___ PASSAGE TO READ ___
I Was My Mother’s “Scrap of Paper” and "My Daughters Advocate"
I’ve worked in healthcare over 25 years: In administration through hospital credentialing and procurement, as a practice administrator shuffling through paper charts, missing codes, and reimbursement in an era of managed care. It was during this time that my Mother became ill with CLL (Chronic Lymphocytic Leukemia), and COPD (Chronic Obstructive Pulmonary Disorder). My Mother was a staunch believer in Health CARE. She grew up believing that physicians were healers- and that nursing facilities took care of the elderly. Her decision to reside in such a facility began our decent into a world I could not have imagined.
I looked, as most caregivers do, at the inside of the building, the floors, the paint and the aesthetics. We are preoccupied, vulnerable and first impressions are everything. I judged the worthiness of the facility by its locale, the staff and our welcome. I took for granted that “Nurses” were RN’s, having an MD as Chief of Staff meant he was there every day, and daily living meant more than struggling to survive. I didn’t know about physician track records, medical malpractice and negligence. All blue skies and daisies, until my Mom became a resident. That started our fragile dance between LTC, ED, hospital, provider, back to LTC.
Thus, began my advocacy. Not just for MY Mom. I was vigilant about everyone’s Mom-- policing halls, considering rooms, and answering cries for help. I watched my Mother change from a vibrant, confident superhero to a terrified, confused and helpless patient. I took her to providers who placed her on medication, only to bring her back to a facility where medications were routinely discontinued because of cost.
I was “on call” 24/7. My Mom became my mission. My 3-year-old knew where all the toys were kept in the ED, as we were frequent fliers. “AMA” meant an ambulance was never called. I loaded her, her wheelchair, her O2 tank, and my son into the car, and as I was running out, I grabbed a piece of notebook paper with her medications scribbled on it. This was her medical record. And I was the keeper of the key information.
My Mother passed away after three years of suffering, much of which was preventable. Not only was there a lack of communication, a culture of caring had been replaced by one of cost. Human lives took a back seat to ROI. Instead of treating aging elders with the respect and dignity they deserved after years of giving, nursing homes were nothing more than “death beds” waiting to empty. I was so engrossed in the day to day challenges, that I didn’t have time to stop and think about the larger picture of what was wrong.
Fast forward 17 years. I am embarrassed to say that things have not changed much. My daughter recently had Thyroid Cancer. She was eager to use the patient portal to coordinate her labs, multiple tests, from all providers. It was not easy. Informational gaps were everywhere- care coordination was still back in the year 2000. She had surgery and needs subsequent annual body scans to search for additional cancers. Her last full body scan was performed over 5 months ago. She is still waiting for the results. We can "assume" that "no news is good news" but we need to know the hard data, the facts, to be sure.
Patients need actionable information. There has been little measurable progress over the last 17 years, regarding shared decision making. WE CAN DO BETTER. My daughter is working hard to be a partner in her care, yet she has a toddler, she’s tired, and sometimes it’s easier to give up rather than continue asking.
Become an advocate for patient access. Demand electronic access to your patient record. Not mere portal access. We should not have to carry around a tattered scrap of paper with medical information in the year 2017.
Join members of The Walking Gallery of Healthcare and The Society of Participatory Medicine as we tell lawmakers that PATIENT LIVES MATTER.
___
▶ _TASKS TO PERFORM_:
1. Decide whether each statement agrees with the essay on patient advocacy. Answer yes or no for (a) The writer's mother became ill with CLL and COPD, (b) the daughter has received the results of her last full body scan, and (c) the writer's 3-year-old knew where the toys were kept in the ED, quoting the words that decide each.
2. Revise the stretch of the essay on patient advocacy from "Patients need actionable" through "PATIENT LIVES MATTER.", putting "worn" in place of "tattered".
___ STUDY MATERIAL ___
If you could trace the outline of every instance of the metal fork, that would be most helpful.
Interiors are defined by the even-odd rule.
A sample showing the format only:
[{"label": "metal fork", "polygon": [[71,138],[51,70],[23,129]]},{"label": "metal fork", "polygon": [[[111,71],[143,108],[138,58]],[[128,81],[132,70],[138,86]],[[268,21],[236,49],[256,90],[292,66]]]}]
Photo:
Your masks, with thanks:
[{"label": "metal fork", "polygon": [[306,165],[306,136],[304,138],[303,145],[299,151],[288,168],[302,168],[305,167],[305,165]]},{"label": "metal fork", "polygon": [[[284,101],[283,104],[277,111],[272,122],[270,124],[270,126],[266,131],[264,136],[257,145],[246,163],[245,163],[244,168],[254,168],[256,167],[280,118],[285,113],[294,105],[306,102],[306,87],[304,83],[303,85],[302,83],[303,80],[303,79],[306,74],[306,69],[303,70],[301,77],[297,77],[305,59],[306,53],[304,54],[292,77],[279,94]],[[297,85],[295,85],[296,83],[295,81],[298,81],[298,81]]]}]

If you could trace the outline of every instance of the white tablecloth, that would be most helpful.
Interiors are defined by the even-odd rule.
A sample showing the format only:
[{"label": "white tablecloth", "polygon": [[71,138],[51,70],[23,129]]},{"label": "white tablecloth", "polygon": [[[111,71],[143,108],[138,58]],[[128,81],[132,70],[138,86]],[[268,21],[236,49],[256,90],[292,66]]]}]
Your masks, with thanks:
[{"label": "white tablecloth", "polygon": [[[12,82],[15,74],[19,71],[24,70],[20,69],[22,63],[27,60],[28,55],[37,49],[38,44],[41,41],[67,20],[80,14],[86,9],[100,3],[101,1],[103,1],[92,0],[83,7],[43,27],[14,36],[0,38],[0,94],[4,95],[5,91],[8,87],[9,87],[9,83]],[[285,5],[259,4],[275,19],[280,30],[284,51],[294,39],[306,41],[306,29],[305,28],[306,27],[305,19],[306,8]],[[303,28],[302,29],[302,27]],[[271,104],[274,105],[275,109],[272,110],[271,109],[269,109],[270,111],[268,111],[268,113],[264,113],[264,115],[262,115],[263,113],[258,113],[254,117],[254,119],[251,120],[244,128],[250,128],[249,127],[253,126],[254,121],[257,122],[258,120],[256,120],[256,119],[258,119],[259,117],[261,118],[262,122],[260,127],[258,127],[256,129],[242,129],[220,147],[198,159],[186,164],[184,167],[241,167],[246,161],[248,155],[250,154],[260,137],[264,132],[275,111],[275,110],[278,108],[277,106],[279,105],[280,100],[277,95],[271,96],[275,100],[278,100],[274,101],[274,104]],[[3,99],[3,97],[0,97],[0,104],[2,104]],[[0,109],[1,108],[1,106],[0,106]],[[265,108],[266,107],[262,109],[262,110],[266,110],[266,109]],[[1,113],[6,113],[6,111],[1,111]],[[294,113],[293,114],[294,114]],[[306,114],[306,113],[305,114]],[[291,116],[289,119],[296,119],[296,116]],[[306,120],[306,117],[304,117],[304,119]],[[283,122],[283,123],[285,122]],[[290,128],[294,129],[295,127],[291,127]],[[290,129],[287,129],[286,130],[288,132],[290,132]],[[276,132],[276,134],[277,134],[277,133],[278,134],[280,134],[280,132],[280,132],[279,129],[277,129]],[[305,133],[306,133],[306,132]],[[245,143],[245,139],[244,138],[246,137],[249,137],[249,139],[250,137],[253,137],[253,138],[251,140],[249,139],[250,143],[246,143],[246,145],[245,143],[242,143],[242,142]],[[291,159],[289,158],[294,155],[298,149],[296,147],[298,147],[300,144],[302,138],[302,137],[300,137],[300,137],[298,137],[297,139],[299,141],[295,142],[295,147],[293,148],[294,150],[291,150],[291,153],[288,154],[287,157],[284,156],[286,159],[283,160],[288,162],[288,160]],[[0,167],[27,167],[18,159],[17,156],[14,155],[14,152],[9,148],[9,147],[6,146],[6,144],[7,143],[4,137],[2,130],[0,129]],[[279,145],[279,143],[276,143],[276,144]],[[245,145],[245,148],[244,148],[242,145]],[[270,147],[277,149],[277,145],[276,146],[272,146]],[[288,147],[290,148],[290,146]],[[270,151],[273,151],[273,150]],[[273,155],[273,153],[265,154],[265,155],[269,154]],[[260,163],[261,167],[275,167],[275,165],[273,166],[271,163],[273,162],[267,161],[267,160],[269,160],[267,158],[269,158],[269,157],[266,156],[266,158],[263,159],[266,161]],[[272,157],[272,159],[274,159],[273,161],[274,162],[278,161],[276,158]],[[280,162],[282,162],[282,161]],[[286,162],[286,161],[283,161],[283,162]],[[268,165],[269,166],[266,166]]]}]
___
▶ _ANSWERS TO THE EXERCISES_:
1.
(a) Yes: "my Mother became ill with CLL (Chronic Lymphocytic Leukemia), and COPD (Chronic Obstructive Pulmonary Disorder)"
(b) No: "She is still waiting for the results."
(c) Yes: "My 3-year-old knew where all the toys were kept in the ED"

2.
Patients need actionable information. There has been little measurable progress over the last 17 years, regarding shared decision making. WE CAN DO BETTER. My daughter is working hard to be a partner in her care, yet she has a toddler, she’s tired, and sometimes it’s easier to give up rather than continue asking.
Become an advocate for patient access. Demand electronic access to your patient record. Not mere portal access. We should not have to carry around a worn scrap of paper with medical information in the year 2017.
Join members of The Walking Gallery of Healthcare and The Society of Participatory Medicine as we tell lawmakers that PATIENT LIVES MATTER.